PROBLEM STATEMENT:
Your answer should consist only of the line with "Mark the tinted" and the lines after it, reproduced exactly through the end of the entries below.

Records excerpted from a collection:
⟨

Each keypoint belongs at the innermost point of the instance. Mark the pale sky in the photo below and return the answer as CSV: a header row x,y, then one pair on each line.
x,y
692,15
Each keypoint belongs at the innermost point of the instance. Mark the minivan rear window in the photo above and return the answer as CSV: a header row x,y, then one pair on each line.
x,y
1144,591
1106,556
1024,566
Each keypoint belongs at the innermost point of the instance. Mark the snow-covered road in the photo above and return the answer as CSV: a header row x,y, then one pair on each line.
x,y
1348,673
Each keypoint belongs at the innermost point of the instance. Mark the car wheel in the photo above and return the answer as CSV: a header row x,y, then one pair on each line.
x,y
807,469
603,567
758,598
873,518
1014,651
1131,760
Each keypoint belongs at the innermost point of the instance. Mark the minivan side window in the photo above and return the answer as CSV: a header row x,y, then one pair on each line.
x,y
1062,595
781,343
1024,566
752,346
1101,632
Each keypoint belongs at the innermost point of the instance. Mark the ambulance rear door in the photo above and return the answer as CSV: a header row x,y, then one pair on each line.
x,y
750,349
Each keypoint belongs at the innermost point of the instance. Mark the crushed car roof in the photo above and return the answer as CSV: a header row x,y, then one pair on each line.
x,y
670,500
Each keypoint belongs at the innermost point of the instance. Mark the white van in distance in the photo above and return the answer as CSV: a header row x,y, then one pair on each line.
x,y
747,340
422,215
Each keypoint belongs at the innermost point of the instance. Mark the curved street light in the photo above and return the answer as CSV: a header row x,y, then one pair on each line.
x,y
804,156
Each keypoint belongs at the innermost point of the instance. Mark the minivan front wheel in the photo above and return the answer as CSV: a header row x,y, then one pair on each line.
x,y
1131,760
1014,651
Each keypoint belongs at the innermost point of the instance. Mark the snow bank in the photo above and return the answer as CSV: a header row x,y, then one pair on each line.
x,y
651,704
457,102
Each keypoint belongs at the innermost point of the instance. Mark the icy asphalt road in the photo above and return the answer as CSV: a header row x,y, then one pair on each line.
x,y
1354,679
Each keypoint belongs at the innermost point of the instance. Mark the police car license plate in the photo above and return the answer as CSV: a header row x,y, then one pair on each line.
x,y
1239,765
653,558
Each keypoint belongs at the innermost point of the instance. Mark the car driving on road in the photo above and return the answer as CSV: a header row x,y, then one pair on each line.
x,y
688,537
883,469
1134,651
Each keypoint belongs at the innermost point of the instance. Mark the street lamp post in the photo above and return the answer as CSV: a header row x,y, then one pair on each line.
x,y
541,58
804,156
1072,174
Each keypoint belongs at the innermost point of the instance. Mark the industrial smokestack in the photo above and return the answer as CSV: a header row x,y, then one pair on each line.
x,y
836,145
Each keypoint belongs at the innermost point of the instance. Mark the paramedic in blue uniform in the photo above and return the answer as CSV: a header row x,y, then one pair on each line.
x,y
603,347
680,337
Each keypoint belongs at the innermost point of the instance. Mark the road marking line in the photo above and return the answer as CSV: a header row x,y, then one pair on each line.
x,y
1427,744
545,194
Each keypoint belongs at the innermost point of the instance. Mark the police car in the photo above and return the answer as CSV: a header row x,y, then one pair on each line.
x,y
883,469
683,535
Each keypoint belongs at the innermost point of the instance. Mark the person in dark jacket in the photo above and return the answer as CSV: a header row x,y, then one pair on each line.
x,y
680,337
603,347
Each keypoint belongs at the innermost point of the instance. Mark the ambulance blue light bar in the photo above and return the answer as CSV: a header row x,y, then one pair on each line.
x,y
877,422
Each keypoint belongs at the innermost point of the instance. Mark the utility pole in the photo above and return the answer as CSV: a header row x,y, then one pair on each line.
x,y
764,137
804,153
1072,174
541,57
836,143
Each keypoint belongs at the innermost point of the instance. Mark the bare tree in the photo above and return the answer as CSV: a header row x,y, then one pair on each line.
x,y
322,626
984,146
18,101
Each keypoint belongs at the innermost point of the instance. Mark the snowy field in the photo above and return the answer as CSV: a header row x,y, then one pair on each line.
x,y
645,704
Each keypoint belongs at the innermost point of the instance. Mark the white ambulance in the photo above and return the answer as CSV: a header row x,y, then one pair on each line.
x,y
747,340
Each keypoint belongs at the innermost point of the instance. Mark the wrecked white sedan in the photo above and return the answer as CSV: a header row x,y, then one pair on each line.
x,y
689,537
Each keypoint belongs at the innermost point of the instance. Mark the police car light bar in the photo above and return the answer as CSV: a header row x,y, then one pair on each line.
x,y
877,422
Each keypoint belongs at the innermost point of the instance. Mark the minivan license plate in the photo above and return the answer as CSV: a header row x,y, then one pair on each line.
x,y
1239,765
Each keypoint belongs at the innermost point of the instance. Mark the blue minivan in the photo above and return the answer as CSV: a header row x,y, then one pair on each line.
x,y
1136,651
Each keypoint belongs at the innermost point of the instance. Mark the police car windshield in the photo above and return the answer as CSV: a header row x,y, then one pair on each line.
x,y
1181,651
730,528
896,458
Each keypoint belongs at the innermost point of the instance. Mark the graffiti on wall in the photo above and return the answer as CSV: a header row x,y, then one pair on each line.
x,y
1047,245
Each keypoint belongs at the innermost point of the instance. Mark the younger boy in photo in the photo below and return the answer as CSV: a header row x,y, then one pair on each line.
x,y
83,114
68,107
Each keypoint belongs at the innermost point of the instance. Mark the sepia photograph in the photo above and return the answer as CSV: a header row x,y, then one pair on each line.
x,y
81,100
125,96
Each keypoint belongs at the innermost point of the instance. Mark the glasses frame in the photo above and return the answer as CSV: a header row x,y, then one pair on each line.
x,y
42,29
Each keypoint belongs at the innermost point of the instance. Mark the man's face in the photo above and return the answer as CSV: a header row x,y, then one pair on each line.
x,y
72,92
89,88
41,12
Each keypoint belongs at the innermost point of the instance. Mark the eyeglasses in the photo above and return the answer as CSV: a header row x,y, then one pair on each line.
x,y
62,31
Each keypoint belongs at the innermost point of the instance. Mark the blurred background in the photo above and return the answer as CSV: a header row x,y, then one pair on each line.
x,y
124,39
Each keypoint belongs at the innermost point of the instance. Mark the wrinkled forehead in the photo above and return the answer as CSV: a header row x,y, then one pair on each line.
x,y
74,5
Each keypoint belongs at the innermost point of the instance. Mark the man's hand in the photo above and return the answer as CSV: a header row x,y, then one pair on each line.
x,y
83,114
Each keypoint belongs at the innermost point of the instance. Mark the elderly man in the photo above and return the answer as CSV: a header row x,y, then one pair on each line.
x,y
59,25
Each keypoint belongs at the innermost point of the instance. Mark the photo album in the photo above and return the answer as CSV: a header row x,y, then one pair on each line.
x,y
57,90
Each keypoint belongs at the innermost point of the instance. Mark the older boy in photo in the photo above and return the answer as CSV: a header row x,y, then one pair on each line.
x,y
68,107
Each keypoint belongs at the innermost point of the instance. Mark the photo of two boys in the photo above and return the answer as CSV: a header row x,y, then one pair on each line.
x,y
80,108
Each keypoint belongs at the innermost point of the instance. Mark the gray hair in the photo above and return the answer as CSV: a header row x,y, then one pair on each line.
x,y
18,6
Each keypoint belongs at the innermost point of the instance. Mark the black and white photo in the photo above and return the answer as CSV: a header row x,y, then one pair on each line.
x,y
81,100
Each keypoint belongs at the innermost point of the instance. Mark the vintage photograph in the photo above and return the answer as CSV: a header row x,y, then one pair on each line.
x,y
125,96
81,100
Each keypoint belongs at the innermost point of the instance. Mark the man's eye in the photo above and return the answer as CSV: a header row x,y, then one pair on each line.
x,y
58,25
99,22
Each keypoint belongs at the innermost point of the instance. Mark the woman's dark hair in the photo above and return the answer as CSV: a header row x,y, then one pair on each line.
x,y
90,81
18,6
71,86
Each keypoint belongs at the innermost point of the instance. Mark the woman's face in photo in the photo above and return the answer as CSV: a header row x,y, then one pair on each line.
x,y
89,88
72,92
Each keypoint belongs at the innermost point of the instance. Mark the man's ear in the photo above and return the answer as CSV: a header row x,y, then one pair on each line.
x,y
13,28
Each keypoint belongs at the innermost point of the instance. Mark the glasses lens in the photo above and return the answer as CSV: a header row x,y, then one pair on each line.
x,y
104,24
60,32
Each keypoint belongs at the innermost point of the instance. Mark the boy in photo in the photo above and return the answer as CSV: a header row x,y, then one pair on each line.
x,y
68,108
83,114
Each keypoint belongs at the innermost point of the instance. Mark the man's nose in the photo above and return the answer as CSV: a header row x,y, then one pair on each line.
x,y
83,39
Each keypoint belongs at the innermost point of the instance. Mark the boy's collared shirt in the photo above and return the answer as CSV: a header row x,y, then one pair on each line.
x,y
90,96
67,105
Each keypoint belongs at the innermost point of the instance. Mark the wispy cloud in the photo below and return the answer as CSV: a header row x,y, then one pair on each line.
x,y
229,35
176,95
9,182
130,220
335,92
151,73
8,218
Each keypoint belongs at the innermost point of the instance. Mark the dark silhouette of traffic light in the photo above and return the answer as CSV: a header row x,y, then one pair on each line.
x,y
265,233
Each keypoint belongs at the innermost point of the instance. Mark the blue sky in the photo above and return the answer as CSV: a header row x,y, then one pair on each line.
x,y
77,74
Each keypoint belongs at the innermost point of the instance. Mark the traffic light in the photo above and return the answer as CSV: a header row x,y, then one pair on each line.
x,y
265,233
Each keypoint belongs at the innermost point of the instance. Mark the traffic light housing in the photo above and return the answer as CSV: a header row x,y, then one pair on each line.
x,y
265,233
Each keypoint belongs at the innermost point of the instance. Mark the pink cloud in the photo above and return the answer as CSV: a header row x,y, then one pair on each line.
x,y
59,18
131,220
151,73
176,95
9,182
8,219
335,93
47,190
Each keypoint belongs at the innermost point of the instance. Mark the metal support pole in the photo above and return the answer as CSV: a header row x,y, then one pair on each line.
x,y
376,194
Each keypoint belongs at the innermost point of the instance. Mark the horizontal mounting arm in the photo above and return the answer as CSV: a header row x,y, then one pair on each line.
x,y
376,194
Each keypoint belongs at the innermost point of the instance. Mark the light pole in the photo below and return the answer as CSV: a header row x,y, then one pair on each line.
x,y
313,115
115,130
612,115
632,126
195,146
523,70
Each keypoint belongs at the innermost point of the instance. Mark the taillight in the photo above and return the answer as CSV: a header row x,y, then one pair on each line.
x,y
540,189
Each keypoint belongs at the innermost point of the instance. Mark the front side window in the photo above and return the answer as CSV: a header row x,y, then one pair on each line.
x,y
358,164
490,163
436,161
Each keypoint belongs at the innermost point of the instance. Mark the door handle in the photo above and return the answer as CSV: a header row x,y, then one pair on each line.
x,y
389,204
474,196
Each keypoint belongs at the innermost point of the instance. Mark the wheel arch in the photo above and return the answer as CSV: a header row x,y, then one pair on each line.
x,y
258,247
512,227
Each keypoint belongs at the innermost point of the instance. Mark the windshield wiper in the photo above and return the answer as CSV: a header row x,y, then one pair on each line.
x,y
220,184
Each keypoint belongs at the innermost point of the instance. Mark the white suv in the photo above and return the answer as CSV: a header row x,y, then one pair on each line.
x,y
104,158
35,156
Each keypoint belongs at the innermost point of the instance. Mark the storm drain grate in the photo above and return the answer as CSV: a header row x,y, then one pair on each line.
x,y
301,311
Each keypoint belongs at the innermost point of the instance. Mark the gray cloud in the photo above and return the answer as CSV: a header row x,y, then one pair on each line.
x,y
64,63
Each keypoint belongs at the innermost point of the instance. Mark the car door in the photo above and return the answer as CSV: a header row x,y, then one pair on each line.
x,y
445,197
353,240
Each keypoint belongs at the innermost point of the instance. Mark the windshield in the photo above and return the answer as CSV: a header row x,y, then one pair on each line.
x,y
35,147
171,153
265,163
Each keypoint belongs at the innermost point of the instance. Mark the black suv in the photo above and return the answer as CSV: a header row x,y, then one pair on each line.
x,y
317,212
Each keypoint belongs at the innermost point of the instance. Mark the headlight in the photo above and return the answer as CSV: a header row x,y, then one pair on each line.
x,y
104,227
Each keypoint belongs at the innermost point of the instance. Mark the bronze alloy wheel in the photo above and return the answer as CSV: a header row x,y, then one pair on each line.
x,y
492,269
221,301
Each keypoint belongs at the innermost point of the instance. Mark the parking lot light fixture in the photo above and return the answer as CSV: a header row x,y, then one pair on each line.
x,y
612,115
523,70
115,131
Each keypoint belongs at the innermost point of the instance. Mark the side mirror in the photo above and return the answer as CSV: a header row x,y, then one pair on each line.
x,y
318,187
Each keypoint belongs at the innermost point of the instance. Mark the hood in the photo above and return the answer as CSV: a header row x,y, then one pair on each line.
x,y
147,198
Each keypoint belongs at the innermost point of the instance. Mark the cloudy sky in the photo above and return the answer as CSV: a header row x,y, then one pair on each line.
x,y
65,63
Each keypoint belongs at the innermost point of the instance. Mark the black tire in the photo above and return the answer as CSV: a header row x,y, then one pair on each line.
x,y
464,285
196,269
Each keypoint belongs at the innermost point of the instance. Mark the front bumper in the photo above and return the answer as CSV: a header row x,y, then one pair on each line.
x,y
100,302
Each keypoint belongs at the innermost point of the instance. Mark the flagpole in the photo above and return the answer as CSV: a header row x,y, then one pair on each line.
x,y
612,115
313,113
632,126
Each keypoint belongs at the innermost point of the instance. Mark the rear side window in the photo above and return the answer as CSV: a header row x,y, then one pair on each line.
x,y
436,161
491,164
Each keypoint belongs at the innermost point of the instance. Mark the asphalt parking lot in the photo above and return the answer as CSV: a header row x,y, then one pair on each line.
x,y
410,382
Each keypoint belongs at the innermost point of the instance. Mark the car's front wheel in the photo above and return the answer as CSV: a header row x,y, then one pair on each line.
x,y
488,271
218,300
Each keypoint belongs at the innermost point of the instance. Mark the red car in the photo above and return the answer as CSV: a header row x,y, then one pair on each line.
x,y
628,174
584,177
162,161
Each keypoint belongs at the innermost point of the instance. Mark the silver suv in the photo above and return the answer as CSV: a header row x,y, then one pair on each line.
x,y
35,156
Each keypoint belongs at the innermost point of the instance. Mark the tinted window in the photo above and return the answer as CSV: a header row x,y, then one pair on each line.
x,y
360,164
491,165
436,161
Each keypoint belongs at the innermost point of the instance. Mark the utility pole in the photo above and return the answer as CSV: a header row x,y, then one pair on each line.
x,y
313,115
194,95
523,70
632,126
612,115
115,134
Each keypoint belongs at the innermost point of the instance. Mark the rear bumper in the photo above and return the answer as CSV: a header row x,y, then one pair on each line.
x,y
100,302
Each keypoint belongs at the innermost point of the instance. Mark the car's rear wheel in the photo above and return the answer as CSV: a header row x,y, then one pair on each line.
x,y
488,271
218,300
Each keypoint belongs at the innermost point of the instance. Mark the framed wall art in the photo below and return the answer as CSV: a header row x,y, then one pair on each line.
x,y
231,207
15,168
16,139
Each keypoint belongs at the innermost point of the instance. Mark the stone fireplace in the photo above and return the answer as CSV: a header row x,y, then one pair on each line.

⟩

RESPONSE BOX:
Each keypoint belongs at the innermost point of the instance. Mark the tinted window in the photo above and return the answer as CSV: a header row x,y, then one pair on each line.
x,y
360,164
491,165
436,161
Each keypoint belongs at the innermost point of the instance. Mark the utility pole in the photo above and return the answer as CSV: a header row x,y, then one pair on each line.
x,y
313,115
194,95
523,70
632,126
612,115
115,134
Each keypoint belongs at the innermost point of the instance. Mark the rear bumper in the photo above and return the answer as CSV: a header row x,y, then one pair on each line.
x,y
100,302
Each keypoint belongs at the innermost point of the instance. Mark the car's rear wheel in the photo above and return the answer as CSV: a header row x,y, then one pair on each line.
x,y
488,271
218,300
Each keypoint belongs at the innermost point of the instance. Mark the framed wall art in the photo below and return the answer as CSV: a header row x,y, then one pair on each line.
x,y
231,207
15,168
16,139
Each keypoint belongs at the innermost point of the instance. Mark the stone fireplace in the photo above and return the answer as CSV: a header row x,y, then one pair on each line.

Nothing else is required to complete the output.